* [Exercise]:
From the first line to the last, print the listing exactly.

- - - - - - -

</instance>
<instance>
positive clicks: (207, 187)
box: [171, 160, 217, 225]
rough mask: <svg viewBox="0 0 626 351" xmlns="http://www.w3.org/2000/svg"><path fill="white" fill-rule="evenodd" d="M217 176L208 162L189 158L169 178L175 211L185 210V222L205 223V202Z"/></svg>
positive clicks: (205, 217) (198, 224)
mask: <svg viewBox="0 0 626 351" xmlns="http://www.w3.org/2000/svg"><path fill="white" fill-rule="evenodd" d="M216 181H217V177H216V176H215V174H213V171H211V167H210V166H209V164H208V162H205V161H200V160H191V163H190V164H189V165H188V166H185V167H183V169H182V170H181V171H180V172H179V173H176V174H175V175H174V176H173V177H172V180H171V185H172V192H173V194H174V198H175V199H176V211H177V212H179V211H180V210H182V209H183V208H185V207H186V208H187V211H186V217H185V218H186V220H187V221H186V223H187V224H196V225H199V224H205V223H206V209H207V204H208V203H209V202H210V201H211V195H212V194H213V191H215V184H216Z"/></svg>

- - - - - - -

* [Expected answer]:
</instance>
<instance>
positive clicks: (207, 187)
box: [171, 160, 217, 225]
rough mask: <svg viewBox="0 0 626 351" xmlns="http://www.w3.org/2000/svg"><path fill="white" fill-rule="evenodd" d="M217 176L208 162L189 158L169 178L175 211L185 210V222L205 223V202Z"/></svg>
positive clicks: (205, 217) (198, 224)
mask: <svg viewBox="0 0 626 351" xmlns="http://www.w3.org/2000/svg"><path fill="white" fill-rule="evenodd" d="M216 181H217V177H216V176H215V174H213V171H211V167H210V166H209V164H208V162H205V161H200V160H191V163H190V164H189V165H188V166H185V167H183V169H182V170H181V171H180V172H179V173H176V174H175V175H174V176H173V177H172V180H171V185H172V192H173V194H174V198H175V199H176V211H177V212H179V211H180V210H182V209H183V208H185V207H186V208H187V211H186V217H185V218H186V220H187V221H186V223H187V224H196V225H199V224H205V223H206V209H207V204H208V203H209V202H210V201H211V195H212V194H213V191H215V184H216Z"/></svg>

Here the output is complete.